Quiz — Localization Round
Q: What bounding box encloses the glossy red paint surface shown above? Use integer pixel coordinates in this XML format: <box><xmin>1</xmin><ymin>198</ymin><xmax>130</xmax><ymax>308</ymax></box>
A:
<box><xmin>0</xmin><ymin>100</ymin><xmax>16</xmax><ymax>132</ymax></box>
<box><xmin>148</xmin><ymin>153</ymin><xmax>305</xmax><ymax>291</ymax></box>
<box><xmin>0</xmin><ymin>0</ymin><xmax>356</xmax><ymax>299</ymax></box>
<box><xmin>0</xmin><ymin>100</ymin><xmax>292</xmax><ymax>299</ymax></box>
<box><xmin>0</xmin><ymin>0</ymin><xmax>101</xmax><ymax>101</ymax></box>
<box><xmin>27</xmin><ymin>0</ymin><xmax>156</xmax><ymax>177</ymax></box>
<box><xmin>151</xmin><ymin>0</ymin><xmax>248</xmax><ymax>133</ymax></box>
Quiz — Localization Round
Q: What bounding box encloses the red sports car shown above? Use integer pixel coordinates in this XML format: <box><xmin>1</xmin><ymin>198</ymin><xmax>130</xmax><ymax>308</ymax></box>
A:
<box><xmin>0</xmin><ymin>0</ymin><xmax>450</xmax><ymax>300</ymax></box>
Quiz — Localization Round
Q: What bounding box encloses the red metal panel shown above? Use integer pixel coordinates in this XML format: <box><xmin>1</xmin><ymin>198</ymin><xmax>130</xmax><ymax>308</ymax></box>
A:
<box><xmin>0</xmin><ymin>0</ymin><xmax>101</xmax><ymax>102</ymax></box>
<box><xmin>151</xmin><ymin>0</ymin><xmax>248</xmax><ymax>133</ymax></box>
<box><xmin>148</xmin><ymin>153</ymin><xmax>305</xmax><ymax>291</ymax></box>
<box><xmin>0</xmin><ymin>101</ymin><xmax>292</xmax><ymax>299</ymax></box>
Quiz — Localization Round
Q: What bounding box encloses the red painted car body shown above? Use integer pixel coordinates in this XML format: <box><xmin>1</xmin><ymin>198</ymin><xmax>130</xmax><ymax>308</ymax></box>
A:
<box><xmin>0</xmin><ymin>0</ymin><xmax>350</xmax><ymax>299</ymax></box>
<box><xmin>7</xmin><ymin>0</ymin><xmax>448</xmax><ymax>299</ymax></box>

> [Die Aufgabe]: Geben Sie das gesamte obige Material Zeile für Zeile unverändert wieder.

> [Antwort zur Aufgabe]:
Quiz — Localization Round
Q: What bounding box encloses the glossy red paint surface shown above? Use integer pixel coordinates in this XML format: <box><xmin>1</xmin><ymin>198</ymin><xmax>130</xmax><ymax>308</ymax></box>
A:
<box><xmin>0</xmin><ymin>100</ymin><xmax>16</xmax><ymax>132</ymax></box>
<box><xmin>148</xmin><ymin>153</ymin><xmax>305</xmax><ymax>291</ymax></box>
<box><xmin>0</xmin><ymin>0</ymin><xmax>356</xmax><ymax>299</ymax></box>
<box><xmin>0</xmin><ymin>100</ymin><xmax>292</xmax><ymax>299</ymax></box>
<box><xmin>0</xmin><ymin>0</ymin><xmax>101</xmax><ymax>101</ymax></box>
<box><xmin>27</xmin><ymin>0</ymin><xmax>156</xmax><ymax>177</ymax></box>
<box><xmin>151</xmin><ymin>0</ymin><xmax>248</xmax><ymax>133</ymax></box>
Quiz — Localization Round
Q: What bounding box encloses the red sports car shown above? Use integer pixel coordinates in this XML format: <box><xmin>1</xmin><ymin>198</ymin><xmax>130</xmax><ymax>308</ymax></box>
A:
<box><xmin>0</xmin><ymin>0</ymin><xmax>450</xmax><ymax>300</ymax></box>
Quiz — Localization Round
Q: What bounding box encloses the red metal panel shown above? Use integer pixel coordinates in this XML format: <box><xmin>1</xmin><ymin>198</ymin><xmax>130</xmax><ymax>308</ymax></box>
A:
<box><xmin>0</xmin><ymin>0</ymin><xmax>101</xmax><ymax>102</ymax></box>
<box><xmin>151</xmin><ymin>0</ymin><xmax>248</xmax><ymax>133</ymax></box>
<box><xmin>148</xmin><ymin>153</ymin><xmax>305</xmax><ymax>291</ymax></box>
<box><xmin>0</xmin><ymin>101</ymin><xmax>292</xmax><ymax>299</ymax></box>
Quiz — Localization Round
Q: What bounding box encloses the red painted car body shown above? Use integer pixel coordinates in this XML format: <box><xmin>1</xmin><ymin>198</ymin><xmax>130</xmax><ymax>308</ymax></box>
A:
<box><xmin>0</xmin><ymin>0</ymin><xmax>350</xmax><ymax>299</ymax></box>
<box><xmin>7</xmin><ymin>0</ymin><xmax>448</xmax><ymax>299</ymax></box>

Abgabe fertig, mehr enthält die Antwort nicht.